Start of Extract to read
The busbar 3 is bent and/or curved by the bending region 35, i.e. such that an angle is formed between the first busbar section 30 and the second busbar section 31. By means of the bending region 35, an internal angle in the range of 105 to 165 degrees or 120 to 150 degrees can be formed between the first busbar section 30 and the second busbar section 31. The bending region 35 can be configured, for example, such that the busbar 3, starting from the second busbar section 31, is bent concavely at a first radius R1 and then transitions into a convexly curved section having a radius of curvature R2, in each case in the viewing direction toward the mounting region 34. In this case, it is advantageous if the radius R1 is greater than the radius R2, for example at least twice as great.

In this way, the actuating lever 5 can be supported at least partially also on the arched region of the busbar 3, i.e. in the bending region 35, and can be moved along it in a pivoting movement.

Alternatively to the one-piece embodiment described so far, the busbar 3 can also be formed as a multi-piece embodiment, for example with two or more busbar sections separated from one another. In particular, the third busbar section 37 can be configured as a busbar section separate from the first and second busbar sections 30, 31. This is advantageous for example for applications in split terminals.

Fig. 15 shows a further embodiment of the connection terminal 1, in this case in the form of a rail-mounted terminal, wherein for example four connection terminals 1 are shown next to one another. The connection terminal 1 has the above-described configuration in the left-hand visible region, i.e. has the arrangement of the busbar 3, the clamping spring 4 and the actuating lever 5 in the insulating-material housing 2. The busbar 3 is in this case constructed in accordance with the embodiment of fig. 13 and 14, i.e. it has a third busbar section 37. The third busbar section extends into the region of the respective connection terminal 1 shown on the right, in which region at least one second conductor connection 8 having a second clamping point 9 is provided in each case. In the exemplary embodiment shown, each connecting terminal 1 has two second conductor connections 8 and two corresponding second clamping points 9. The respective second wire connection 8 is accessible via a further wire introduction opening formed in the insulating-material housing 2. The electrical conductor can be introduced into the second conductor connection piece 8 in the conductor introduction direction L2. The wire introduction direction L1 can be different from the wire introduction direction L2.
End of Extract to read
Start of Collected data
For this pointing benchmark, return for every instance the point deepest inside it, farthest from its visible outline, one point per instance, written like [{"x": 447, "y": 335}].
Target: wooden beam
End of Collected data
# Task set:
1. In the connection terminal text, what internal angle can the bending region form between the first and second busbar sections?
2. Write the next part of the connection terminal text, starting after its final sentence.

# Answers provided:
1. An internal angle in the range of 105 to 165 degrees, or 120 to 150 degrees.

2.
The connection terminals 1 have carrier rail fastening elements 82, by means of which the respective connection terminal 1 can be fastened to the carrier rail, for example by being locked to the carrier rail. The wire insertion direction L1 can be arranged, for example, in the range of 30 degrees to 60 degrees relative to the fastening plane of the connection terminal 1, which is defined by the carrier rail, and the wire insertion direction L2 can be in the angular range of 75 degrees 105 degrees.

The carrier rail fastening element 82 is arranged on the carrier rail fastening side of the insulating-material housing 2. The actuating lever 5 is visible on the housing side of the insulating-material housing facing away from the fastening side of the carrier rail, also referred to as the housing upper side 83. The outer surface 65 of the manual actuating section of the actuating lever 5 has the same course in the closed position as the adjoining surface contour of the insulating-material housing, i.e. the adjacent portion of the housing upper side 83.

The actuation of the connection terminal 1 in the region of the second conductor connection 8 can take place by means of a further actuating element 81, which can be provided as part of the connection terminal 1, for example in the form of a press, in an actuating opening 80 of the insulating-material housing 2, or can be realized by means of a separate actuating tool, which is guided, if necessary, through the actuating opening 80 to the second conductor connection 8, but which is not part of the connection terminal 1.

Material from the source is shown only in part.